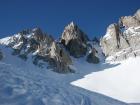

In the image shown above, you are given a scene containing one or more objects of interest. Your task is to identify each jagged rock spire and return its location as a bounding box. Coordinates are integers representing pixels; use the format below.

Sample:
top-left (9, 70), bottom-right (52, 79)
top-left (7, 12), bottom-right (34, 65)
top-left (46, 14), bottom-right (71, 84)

top-left (61, 22), bottom-right (89, 58)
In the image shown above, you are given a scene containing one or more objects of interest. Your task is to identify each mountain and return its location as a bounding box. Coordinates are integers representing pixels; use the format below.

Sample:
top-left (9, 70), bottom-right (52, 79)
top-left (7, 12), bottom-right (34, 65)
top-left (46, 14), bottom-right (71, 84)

top-left (101, 10), bottom-right (140, 60)
top-left (0, 10), bottom-right (140, 105)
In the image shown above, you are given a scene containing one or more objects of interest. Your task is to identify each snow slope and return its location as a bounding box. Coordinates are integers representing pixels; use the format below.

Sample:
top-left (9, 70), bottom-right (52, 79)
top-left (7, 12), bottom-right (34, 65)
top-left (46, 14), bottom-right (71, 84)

top-left (71, 57), bottom-right (140, 103)
top-left (0, 46), bottom-right (127, 105)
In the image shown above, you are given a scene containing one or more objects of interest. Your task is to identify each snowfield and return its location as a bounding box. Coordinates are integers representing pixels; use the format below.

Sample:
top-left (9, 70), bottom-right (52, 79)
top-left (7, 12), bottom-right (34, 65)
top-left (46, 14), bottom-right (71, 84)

top-left (71, 57), bottom-right (140, 103)
top-left (0, 47), bottom-right (128, 105)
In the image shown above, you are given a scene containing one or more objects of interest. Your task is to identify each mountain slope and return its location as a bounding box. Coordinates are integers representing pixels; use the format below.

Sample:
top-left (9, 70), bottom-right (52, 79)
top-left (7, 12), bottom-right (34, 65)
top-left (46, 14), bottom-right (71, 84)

top-left (0, 47), bottom-right (126, 105)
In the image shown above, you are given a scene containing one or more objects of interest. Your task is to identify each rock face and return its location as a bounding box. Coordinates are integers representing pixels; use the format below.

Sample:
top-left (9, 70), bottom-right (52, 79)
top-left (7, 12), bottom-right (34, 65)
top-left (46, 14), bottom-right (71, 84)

top-left (0, 28), bottom-right (72, 73)
top-left (87, 48), bottom-right (100, 64)
top-left (49, 42), bottom-right (72, 73)
top-left (0, 50), bottom-right (3, 61)
top-left (120, 16), bottom-right (140, 28)
top-left (60, 22), bottom-right (89, 58)
top-left (100, 10), bottom-right (140, 60)
top-left (134, 9), bottom-right (140, 21)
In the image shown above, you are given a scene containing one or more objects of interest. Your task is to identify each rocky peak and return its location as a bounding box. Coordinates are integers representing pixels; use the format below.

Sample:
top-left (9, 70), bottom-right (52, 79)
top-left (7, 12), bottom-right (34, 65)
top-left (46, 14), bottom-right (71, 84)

top-left (134, 9), bottom-right (140, 21)
top-left (61, 22), bottom-right (88, 45)
top-left (60, 22), bottom-right (89, 58)
top-left (119, 9), bottom-right (140, 28)
top-left (100, 10), bottom-right (140, 60)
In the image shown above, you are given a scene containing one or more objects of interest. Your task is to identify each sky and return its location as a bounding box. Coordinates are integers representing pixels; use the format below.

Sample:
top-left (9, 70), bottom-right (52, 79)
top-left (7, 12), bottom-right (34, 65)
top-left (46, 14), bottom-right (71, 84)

top-left (0, 0), bottom-right (140, 38)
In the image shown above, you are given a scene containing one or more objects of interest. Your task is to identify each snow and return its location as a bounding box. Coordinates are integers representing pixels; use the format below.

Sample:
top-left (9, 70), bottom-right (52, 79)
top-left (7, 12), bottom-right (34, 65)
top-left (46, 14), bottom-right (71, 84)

top-left (0, 37), bottom-right (12, 45)
top-left (124, 26), bottom-right (140, 36)
top-left (0, 46), bottom-right (127, 105)
top-left (71, 57), bottom-right (140, 103)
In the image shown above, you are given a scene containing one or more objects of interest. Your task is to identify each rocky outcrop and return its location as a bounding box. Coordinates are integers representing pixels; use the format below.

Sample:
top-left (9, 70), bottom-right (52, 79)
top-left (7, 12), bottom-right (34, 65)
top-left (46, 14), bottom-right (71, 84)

top-left (100, 23), bottom-right (129, 56)
top-left (134, 9), bottom-right (140, 21)
top-left (60, 22), bottom-right (89, 58)
top-left (119, 16), bottom-right (140, 28)
top-left (100, 9), bottom-right (140, 60)
top-left (87, 48), bottom-right (100, 64)
top-left (0, 28), bottom-right (73, 73)
top-left (49, 42), bottom-right (72, 73)
top-left (0, 50), bottom-right (3, 61)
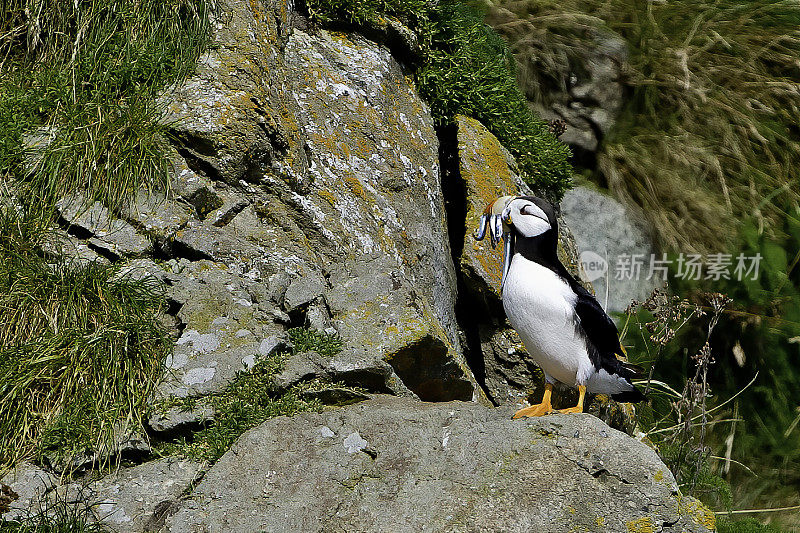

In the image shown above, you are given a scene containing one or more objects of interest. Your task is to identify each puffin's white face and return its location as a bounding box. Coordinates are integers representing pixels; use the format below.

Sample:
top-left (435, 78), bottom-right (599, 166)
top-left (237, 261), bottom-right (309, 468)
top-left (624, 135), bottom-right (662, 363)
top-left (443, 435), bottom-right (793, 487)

top-left (501, 198), bottom-right (552, 237)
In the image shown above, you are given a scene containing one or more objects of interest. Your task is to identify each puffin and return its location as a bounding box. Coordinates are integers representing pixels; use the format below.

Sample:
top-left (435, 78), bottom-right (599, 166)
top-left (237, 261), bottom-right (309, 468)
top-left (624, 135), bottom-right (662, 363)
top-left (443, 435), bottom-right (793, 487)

top-left (475, 196), bottom-right (645, 418)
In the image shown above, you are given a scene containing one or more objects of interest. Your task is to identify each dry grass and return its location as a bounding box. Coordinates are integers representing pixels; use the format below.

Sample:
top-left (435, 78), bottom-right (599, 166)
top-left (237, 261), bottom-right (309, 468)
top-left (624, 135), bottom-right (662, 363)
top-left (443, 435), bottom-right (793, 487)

top-left (489, 0), bottom-right (800, 252)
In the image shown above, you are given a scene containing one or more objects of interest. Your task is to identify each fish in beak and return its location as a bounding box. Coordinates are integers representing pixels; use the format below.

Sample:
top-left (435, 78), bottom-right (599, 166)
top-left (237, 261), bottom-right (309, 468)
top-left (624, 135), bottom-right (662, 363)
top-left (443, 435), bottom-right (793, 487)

top-left (475, 196), bottom-right (516, 294)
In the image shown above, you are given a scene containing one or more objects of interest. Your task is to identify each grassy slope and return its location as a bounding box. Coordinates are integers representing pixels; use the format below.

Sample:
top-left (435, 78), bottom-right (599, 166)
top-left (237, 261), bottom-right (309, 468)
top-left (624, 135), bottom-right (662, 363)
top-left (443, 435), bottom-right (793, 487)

top-left (488, 0), bottom-right (800, 525)
top-left (488, 0), bottom-right (800, 252)
top-left (0, 0), bottom-right (209, 469)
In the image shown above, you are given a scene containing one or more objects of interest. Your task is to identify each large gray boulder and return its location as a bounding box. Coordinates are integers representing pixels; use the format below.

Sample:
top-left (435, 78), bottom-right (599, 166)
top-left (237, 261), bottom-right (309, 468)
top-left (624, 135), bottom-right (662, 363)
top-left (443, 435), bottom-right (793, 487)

top-left (164, 397), bottom-right (714, 533)
top-left (561, 186), bottom-right (666, 313)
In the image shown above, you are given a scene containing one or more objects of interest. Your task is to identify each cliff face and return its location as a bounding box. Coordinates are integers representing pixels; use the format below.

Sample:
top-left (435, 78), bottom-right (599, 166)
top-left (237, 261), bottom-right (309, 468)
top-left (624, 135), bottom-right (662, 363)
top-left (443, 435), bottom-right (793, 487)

top-left (0, 0), bottom-right (713, 531)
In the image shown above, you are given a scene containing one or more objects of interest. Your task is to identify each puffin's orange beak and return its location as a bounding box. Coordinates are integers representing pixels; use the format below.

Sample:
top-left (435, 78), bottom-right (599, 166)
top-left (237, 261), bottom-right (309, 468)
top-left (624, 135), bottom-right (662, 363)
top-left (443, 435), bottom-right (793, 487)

top-left (475, 196), bottom-right (516, 248)
top-left (475, 196), bottom-right (516, 295)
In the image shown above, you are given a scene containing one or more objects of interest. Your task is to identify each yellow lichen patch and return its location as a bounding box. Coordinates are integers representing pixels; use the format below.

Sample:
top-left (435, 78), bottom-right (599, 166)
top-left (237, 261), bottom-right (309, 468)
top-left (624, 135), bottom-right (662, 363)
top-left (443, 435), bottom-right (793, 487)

top-left (625, 516), bottom-right (656, 533)
top-left (678, 495), bottom-right (717, 531)
top-left (344, 176), bottom-right (369, 201)
top-left (317, 189), bottom-right (336, 207)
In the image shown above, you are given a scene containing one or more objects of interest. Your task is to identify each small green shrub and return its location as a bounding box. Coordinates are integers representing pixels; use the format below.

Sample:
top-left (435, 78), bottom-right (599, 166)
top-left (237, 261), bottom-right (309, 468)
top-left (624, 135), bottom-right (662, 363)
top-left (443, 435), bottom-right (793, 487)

top-left (289, 328), bottom-right (342, 357)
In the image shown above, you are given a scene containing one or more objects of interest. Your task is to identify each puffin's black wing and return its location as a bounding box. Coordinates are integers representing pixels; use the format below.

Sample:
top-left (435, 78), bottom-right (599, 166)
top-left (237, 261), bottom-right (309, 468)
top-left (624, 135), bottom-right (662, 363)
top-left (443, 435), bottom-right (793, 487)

top-left (559, 266), bottom-right (644, 402)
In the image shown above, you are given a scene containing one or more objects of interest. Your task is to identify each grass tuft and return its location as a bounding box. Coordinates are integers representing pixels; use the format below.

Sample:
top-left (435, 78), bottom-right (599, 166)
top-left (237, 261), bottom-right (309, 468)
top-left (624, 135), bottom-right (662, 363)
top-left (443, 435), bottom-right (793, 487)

top-left (157, 328), bottom-right (342, 461)
top-left (0, 204), bottom-right (170, 468)
top-left (0, 0), bottom-right (209, 212)
top-left (488, 0), bottom-right (800, 252)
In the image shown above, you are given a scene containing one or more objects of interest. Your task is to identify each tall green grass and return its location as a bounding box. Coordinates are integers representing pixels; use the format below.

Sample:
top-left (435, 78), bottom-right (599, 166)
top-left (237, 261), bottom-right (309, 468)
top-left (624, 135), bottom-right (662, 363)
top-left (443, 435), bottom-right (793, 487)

top-left (0, 0), bottom-right (209, 210)
top-left (0, 208), bottom-right (171, 469)
top-left (488, 0), bottom-right (800, 251)
top-left (305, 0), bottom-right (572, 201)
top-left (0, 0), bottom-right (210, 470)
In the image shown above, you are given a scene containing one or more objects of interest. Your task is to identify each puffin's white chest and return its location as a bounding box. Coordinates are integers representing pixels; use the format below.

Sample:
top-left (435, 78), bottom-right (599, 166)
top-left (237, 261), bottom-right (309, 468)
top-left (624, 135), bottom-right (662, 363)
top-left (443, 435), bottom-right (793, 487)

top-left (503, 254), bottom-right (593, 386)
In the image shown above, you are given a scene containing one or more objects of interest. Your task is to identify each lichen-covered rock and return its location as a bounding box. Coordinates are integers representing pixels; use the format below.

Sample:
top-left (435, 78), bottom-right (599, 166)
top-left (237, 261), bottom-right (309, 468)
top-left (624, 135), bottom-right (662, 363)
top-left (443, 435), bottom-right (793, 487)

top-left (155, 1), bottom-right (481, 400)
top-left (56, 195), bottom-right (152, 257)
top-left (159, 260), bottom-right (288, 397)
top-left (164, 397), bottom-right (714, 533)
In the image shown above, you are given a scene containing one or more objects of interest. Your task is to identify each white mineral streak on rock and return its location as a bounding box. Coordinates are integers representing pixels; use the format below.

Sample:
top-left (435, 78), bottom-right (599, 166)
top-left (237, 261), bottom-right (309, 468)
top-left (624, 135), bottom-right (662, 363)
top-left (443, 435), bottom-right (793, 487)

top-left (342, 431), bottom-right (369, 453)
top-left (176, 329), bottom-right (219, 353)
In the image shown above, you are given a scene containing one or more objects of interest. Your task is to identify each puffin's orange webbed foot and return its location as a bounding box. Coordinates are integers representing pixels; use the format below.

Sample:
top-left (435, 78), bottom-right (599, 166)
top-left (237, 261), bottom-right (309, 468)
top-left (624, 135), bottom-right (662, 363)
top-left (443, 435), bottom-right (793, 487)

### BRIEF
Recast the material starting at the line containing "puffin's orange beak" and ending at the line containing "top-left (289, 328), bottom-right (342, 357)" as a two-column CSV with the headers input and output. Give one row per entry, with the text in input and its answer in output, each in a single quoted field and with line breaks turned into spaces.

### RESPONSE
input,output
"In the image shown above, you are given a scene containing one or more objects of interest. Your task is to identify each puffin's orange beak and return its location as a bounding box. Coordinates are integers representing pixels; use the format below. Sample: top-left (435, 78), bottom-right (599, 166) top-left (237, 261), bottom-right (309, 468) top-left (624, 135), bottom-right (662, 363) top-left (443, 435), bottom-right (793, 487)","top-left (475, 196), bottom-right (516, 248) top-left (475, 196), bottom-right (516, 295)"
"In the image shown above, you are given a scene containing one or more objects of interest. Your task is to identify each yellow lichen patch and return its location as a bounding box. Coordinates are integers representing pixels; use the format below. Sample: top-left (435, 78), bottom-right (599, 166) top-left (237, 261), bottom-right (309, 468) top-left (624, 135), bottom-right (662, 363) top-left (443, 435), bottom-right (793, 487)","top-left (625, 516), bottom-right (656, 533) top-left (678, 495), bottom-right (717, 531) top-left (344, 176), bottom-right (369, 201) top-left (317, 189), bottom-right (336, 207)"
"In the image shown above, you are given a scene containing one or more objects of interest. Your task is to identify each small green shrub and return its location as a bounding box. Coordinates are integers representing pixels; use the format below. Sample: top-left (435, 78), bottom-right (599, 166) top-left (237, 261), bottom-right (309, 468) top-left (624, 135), bottom-right (662, 363) top-left (443, 435), bottom-right (793, 487)","top-left (289, 328), bottom-right (342, 357)"